→ **The problem**: With the line containing "the white interior" as the first line and the last line of the records as the final one, reproduce that range exactly.

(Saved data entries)
------

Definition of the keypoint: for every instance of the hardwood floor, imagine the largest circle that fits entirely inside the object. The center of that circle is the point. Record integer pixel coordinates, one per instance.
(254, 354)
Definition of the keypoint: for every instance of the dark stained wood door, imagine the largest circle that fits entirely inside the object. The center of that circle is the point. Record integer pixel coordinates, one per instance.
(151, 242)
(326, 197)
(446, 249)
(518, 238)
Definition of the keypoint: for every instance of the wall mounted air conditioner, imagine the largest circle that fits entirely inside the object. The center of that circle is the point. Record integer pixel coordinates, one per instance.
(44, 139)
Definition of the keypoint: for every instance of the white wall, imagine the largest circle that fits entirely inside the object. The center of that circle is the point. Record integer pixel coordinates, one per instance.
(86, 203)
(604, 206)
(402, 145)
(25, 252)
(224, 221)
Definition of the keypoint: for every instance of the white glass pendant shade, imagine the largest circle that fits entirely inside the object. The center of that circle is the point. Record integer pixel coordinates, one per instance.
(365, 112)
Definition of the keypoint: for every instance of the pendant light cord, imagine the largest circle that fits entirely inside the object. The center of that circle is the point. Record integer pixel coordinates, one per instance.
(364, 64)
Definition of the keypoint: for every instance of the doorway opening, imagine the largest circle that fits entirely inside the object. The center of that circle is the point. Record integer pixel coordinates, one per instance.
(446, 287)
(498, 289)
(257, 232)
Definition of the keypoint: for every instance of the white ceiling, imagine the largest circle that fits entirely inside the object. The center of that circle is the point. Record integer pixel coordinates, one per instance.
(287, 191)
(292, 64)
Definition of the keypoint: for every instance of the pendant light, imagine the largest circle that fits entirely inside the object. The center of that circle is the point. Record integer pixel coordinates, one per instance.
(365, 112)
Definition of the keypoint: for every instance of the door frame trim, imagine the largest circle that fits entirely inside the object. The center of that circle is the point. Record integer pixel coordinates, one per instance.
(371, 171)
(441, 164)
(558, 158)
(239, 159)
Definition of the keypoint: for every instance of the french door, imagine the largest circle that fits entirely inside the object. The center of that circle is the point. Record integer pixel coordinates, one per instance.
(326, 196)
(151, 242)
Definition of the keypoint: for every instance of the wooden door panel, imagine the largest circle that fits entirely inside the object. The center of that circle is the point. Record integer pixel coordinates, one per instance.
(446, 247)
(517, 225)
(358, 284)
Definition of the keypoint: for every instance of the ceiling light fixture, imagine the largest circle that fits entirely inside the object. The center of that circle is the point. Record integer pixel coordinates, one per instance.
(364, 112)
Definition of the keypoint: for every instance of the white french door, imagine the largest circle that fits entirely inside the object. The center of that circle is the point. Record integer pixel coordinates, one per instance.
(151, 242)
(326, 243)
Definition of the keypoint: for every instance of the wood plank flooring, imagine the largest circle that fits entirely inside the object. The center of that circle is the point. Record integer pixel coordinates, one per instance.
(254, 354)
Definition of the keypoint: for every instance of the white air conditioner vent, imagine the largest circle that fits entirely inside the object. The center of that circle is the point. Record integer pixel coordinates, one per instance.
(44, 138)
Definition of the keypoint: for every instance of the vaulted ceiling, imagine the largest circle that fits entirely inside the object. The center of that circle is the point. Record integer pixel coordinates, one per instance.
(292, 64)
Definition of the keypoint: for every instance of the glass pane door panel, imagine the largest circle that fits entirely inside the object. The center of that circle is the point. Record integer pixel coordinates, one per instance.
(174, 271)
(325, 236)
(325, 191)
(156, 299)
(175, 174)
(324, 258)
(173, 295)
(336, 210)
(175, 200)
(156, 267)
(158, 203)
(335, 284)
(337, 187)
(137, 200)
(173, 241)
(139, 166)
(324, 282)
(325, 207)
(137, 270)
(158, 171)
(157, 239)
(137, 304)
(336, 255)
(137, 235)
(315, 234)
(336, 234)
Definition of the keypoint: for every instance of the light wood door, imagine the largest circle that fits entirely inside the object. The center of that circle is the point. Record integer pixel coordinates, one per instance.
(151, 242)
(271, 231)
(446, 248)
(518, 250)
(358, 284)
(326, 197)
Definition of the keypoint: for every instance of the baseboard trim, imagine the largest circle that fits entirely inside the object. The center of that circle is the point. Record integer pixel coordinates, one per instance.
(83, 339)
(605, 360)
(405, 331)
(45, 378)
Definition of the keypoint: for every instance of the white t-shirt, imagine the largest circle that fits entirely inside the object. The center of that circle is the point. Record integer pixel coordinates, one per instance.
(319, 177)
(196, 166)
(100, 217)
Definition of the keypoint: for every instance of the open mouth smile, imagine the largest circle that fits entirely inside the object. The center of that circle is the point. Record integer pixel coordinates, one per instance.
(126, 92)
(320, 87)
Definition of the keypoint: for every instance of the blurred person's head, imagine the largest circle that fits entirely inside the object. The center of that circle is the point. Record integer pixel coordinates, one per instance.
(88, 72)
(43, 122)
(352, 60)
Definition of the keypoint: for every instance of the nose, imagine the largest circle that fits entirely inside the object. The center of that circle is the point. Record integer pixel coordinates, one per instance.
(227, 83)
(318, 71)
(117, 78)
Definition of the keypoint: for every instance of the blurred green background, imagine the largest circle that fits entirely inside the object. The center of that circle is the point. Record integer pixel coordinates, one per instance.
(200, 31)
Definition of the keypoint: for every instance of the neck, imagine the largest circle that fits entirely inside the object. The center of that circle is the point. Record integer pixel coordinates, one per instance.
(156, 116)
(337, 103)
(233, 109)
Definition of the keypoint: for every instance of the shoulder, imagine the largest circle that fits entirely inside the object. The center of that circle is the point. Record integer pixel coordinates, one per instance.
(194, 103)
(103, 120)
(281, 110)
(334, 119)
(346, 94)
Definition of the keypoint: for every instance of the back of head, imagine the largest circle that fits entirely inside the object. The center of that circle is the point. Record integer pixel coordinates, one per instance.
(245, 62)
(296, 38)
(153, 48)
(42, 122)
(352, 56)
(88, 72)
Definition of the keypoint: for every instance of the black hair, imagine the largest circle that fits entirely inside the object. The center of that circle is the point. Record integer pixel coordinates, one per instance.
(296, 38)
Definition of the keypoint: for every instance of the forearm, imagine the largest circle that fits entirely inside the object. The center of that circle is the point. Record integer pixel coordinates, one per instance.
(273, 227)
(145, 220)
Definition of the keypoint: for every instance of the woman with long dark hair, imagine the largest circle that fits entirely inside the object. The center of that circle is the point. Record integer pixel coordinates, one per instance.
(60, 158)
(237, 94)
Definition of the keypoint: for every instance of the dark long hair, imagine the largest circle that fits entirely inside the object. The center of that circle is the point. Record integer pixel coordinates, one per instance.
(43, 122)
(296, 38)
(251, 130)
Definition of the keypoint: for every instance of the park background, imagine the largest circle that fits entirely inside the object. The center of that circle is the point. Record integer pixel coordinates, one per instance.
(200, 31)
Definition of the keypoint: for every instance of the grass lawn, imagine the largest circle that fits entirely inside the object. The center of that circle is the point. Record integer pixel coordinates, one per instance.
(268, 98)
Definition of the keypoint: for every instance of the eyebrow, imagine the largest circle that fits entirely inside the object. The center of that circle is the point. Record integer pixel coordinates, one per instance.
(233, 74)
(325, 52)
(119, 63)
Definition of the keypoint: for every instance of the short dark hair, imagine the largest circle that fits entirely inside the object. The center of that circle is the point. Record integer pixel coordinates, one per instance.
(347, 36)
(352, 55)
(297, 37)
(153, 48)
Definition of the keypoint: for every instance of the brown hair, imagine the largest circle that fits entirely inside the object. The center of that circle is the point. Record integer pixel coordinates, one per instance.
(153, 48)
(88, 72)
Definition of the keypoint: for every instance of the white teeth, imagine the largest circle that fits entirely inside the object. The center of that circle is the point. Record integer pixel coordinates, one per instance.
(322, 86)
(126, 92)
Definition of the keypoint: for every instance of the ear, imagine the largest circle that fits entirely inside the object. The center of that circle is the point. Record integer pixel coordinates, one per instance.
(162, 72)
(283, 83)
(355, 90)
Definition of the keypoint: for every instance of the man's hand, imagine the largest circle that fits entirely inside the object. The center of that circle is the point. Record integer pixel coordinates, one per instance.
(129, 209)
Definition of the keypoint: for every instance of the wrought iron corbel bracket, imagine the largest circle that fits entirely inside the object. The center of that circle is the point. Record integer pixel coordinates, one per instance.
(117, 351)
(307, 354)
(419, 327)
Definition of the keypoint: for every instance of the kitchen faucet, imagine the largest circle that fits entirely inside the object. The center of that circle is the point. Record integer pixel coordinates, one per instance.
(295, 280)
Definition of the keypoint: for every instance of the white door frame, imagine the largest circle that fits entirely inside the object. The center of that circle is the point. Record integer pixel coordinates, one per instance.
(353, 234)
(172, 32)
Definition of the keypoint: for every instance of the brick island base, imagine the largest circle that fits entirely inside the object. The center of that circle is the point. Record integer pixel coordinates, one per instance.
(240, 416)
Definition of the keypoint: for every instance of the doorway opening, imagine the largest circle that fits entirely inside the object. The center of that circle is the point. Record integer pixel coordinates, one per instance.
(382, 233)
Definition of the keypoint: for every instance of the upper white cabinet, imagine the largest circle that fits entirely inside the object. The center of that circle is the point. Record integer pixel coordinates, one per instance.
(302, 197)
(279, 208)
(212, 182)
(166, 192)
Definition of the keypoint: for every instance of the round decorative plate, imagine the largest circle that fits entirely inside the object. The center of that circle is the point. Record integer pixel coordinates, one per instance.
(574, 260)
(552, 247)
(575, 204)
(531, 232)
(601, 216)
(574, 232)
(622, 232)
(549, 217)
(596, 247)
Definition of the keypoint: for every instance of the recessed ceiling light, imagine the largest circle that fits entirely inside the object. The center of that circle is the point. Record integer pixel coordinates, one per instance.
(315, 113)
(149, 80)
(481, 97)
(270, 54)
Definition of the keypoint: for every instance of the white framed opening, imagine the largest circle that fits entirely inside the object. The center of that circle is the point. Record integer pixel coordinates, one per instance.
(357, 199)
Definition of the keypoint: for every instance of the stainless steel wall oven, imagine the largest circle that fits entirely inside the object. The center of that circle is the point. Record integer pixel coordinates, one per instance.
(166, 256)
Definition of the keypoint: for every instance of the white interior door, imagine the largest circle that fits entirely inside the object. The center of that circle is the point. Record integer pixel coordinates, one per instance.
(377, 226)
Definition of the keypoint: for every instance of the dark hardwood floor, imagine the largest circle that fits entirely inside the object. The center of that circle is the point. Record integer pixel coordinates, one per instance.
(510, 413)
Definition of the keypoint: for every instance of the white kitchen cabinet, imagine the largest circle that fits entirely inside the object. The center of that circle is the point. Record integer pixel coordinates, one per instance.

------

→ **Answer to this task**:
Definition of the keypoint: for every instance of the white interior door, imagine the largest circle that fits entirely inside the object. The center of that circle is the point. Record integer pixel coordinates, one per instance.
(377, 226)
Definition of the keypoint: for every instance of the dark hardwood floor, imagine the largest circle that fits entirely inside the object. The center of that circle is the point. Record integer pixel coordinates, one per instance.
(510, 413)
Definition of the keypoint: for every instance of the white kitchen cabinet, imagine the largest circle that fits entirely inside the object. The center of that circle is the point. Record integer pixel coordinates, one per instance.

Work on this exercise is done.